* Start SELECTION *
Thursday, January 23, 2014

Waistcoat picture.

Some obvious places to tweak on this, but I still thought it was fun to wear. I'm in the process of weight loss, so I'm down about 15 pounds since this was taken and the front fits a great deal better since the corset also fits better. I made it a bit too large and then removed a section on the sides which made it a bit too small. The too tight corset in turn gave me too much cleavage. I don't normally try for waist reduction but I got a bit. That then made the waist of my petticoat too loose. The bodies issue should be completely solved in another month as I'm on track to lose another 20 pounds which should make the bodies loose and take any strain off the front of the jacket as it tries to close. I might take the ribbons off and just pin it closed at that point. I'm definitely taking the waistband off the skirt and taking it in. It's so difficult trying to sew for size fluctuations, which is another reason I wanted to make some separates right now.


Wednesday, January 22, 2014

So, I finally made that jacket

Don't know if anyone remembers, but I made this crazy blackwork coif about 5 years ago. I started it even before I joined the SCA, so it has a few issues. Not least of them the fact that I did it on yellow linen. The original was on blue linen so I figured color would be okay. I didn't understand about indigoids and linen and dyes and the fact that even the blue one was an aberration. And then there were the pearls I added. . . Anyway, with all of its flaws, it was still a project that I spent over 400 hours on. I've never worn it. I got distracted by Russian. Then I got distracted by Italian. The coif has sat at the top of my closet.

I decided I needed to remedy that fact. I've wanted an Elizabethan jacket/waistcoat for years. I've bought fabric for it multiple times, trying to find something embroidered and at least reasonably appropriate. In the process, I ended up with a white silk, a butternut colored linen, and a champagne colored artificial silk. Somewhere in the back of my head is still this crazy idea that I'll embroider a linen jacket "one of these years" (or possibly 2 or 3) but I wasn't crazy enough to start with that. I wanted to work up the pattern and wear a jacket a few times and see if I liked it. Turns out I LOVE it. I already have a second one finished in the white silk and am plotting starting the epic embroidery project of making a real waistcoat rather than a "close enough" one..
* End SELECTION *
# [REQUIREMENT 1]
Translate this sentence from the blog post about the waistcoat into Spanish: "The coif has sat at the top of my closet."
The blog post above and the records that come next are unrelated material.
* Start EXCERPTED DATA *
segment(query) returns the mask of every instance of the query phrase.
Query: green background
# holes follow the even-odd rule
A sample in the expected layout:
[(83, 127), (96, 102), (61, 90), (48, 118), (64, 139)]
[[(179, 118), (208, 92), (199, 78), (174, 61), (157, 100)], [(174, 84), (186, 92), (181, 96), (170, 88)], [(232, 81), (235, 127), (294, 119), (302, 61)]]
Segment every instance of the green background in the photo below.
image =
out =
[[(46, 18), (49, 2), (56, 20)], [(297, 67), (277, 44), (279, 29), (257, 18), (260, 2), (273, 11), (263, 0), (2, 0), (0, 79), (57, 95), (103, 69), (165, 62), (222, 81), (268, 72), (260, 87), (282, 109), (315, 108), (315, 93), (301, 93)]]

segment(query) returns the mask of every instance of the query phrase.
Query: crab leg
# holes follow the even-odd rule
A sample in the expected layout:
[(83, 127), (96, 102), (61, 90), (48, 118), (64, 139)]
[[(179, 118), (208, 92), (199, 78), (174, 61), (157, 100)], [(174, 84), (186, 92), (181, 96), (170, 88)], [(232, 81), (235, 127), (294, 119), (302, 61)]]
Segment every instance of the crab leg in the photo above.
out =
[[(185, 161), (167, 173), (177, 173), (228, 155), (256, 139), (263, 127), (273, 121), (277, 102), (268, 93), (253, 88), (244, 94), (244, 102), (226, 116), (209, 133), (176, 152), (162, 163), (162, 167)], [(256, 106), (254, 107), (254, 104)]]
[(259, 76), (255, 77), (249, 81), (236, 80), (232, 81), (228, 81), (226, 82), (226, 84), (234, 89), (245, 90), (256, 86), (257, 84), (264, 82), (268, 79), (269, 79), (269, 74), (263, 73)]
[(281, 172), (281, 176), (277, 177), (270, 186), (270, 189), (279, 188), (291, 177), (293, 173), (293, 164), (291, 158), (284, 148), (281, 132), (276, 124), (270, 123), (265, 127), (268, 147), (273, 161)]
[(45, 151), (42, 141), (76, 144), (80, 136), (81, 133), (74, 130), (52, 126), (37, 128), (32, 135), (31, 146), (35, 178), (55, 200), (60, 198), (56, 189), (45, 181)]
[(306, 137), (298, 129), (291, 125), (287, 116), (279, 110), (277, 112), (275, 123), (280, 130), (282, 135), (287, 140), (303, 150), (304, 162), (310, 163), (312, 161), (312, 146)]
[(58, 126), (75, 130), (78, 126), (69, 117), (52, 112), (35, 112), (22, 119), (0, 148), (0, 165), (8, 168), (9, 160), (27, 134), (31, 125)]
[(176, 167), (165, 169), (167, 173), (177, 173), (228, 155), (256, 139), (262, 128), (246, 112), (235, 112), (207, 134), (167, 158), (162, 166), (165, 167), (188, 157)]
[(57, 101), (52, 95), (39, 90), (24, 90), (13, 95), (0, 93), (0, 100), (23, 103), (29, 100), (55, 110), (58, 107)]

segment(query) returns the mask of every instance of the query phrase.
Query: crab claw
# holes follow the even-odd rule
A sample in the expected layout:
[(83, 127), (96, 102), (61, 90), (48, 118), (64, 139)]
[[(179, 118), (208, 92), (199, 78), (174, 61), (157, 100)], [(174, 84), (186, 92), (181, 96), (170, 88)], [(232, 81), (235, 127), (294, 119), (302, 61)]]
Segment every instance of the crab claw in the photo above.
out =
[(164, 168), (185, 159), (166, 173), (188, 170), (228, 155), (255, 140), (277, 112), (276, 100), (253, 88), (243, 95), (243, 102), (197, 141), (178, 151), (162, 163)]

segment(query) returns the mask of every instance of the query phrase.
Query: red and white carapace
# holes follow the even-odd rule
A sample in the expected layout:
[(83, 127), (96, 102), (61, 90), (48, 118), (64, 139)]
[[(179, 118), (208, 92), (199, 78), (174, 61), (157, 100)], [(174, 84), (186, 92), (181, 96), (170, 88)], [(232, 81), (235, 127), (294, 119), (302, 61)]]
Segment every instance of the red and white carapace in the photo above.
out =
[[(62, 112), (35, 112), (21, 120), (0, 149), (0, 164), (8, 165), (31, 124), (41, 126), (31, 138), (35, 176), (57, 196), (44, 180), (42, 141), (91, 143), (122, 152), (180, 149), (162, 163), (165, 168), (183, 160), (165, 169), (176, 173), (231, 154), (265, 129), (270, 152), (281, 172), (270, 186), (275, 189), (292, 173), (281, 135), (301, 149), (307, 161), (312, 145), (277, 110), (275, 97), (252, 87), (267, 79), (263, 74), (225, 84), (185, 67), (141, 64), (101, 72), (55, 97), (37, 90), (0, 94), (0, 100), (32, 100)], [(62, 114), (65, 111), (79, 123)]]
* End EXCERPTED DATA *
# [REQUIREMENT 2]
Output the records exactly, from their first line up to and including the line that contains "93), (301, 93)]]", and nothing else.

# [EXERCISE RESPONSE 1]
La cofia ha estado en la parte superior de mi armario.

# [EXERCISE RESPONSE 2]
segment(query) returns the mask of every instance of the query phrase.
Query: green background
# holes follow the even-odd rule
A sample in the expected layout:
[(83, 127), (96, 102), (61, 90), (48, 118), (64, 139)]
[[(179, 118), (208, 92), (199, 78), (174, 61), (157, 100)], [(174, 84), (186, 92), (181, 96), (170, 88)], [(232, 81), (235, 127), (294, 119), (302, 61)]]
Segment every instance of the green background in the photo below.
image =
out =
[[(46, 18), (49, 2), (56, 20)], [(297, 67), (277, 44), (279, 29), (257, 18), (260, 2), (273, 11), (263, 0), (2, 0), (0, 79), (57, 95), (103, 69), (165, 62), (222, 81), (268, 72), (260, 87), (282, 109), (315, 108), (315, 93), (301, 93)]]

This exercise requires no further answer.